START Provided records
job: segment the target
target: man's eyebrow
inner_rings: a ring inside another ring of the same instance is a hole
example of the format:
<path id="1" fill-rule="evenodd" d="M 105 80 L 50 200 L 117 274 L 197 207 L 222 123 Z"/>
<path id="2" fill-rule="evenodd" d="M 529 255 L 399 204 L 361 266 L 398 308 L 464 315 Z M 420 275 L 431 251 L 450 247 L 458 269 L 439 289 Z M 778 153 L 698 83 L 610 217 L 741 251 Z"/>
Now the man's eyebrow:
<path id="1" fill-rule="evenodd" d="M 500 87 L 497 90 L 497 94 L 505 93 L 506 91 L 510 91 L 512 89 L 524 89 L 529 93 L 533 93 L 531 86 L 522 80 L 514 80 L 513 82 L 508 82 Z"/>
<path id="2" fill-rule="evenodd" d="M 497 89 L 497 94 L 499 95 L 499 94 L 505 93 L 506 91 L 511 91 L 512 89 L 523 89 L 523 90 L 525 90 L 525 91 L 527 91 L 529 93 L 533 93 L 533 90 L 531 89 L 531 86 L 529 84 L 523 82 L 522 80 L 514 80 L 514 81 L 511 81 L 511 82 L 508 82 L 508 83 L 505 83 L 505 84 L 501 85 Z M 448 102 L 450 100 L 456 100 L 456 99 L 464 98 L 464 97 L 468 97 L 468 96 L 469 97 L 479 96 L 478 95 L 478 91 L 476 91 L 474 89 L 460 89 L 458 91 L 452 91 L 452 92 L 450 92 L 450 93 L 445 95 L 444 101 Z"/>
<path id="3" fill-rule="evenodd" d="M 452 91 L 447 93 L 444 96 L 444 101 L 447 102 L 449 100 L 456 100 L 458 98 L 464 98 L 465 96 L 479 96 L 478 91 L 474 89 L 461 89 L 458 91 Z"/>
END Provided records
(Problem to work on):
Search the data for "105 80 L 50". Beginning with that line, set down every line through the last exactly.

(Finished task):
<path id="1" fill-rule="evenodd" d="M 105 80 L 50 200 L 117 274 L 197 207 L 222 123 Z"/>
<path id="2" fill-rule="evenodd" d="M 529 255 L 399 204 L 361 266 L 398 308 L 464 315 Z M 420 275 L 431 251 L 450 247 L 458 269 L 439 289 Z M 778 153 L 698 83 L 610 217 L 741 251 Z"/>
Now the man's eyebrow:
<path id="1" fill-rule="evenodd" d="M 500 87 L 497 90 L 497 94 L 505 93 L 506 91 L 510 91 L 512 89 L 524 89 L 529 93 L 533 93 L 531 86 L 522 80 L 514 80 L 513 82 L 508 82 Z"/>
<path id="2" fill-rule="evenodd" d="M 497 89 L 497 94 L 499 95 L 499 94 L 505 93 L 506 91 L 511 91 L 512 89 L 523 89 L 523 90 L 525 90 L 525 91 L 527 91 L 529 93 L 533 93 L 533 90 L 531 89 L 531 86 L 529 84 L 523 82 L 522 80 L 514 80 L 514 81 L 511 81 L 511 82 L 508 82 L 508 83 L 505 83 L 505 84 L 501 85 Z M 448 102 L 450 100 L 456 100 L 456 99 L 464 98 L 464 97 L 468 97 L 468 96 L 469 97 L 479 96 L 478 95 L 478 91 L 476 91 L 474 89 L 460 89 L 458 91 L 452 91 L 452 92 L 450 92 L 450 93 L 445 95 L 444 101 Z"/>
<path id="3" fill-rule="evenodd" d="M 452 91 L 447 93 L 444 96 L 444 101 L 447 102 L 449 100 L 456 100 L 458 98 L 464 98 L 465 96 L 479 96 L 478 91 L 474 89 L 461 89 L 458 91 Z"/>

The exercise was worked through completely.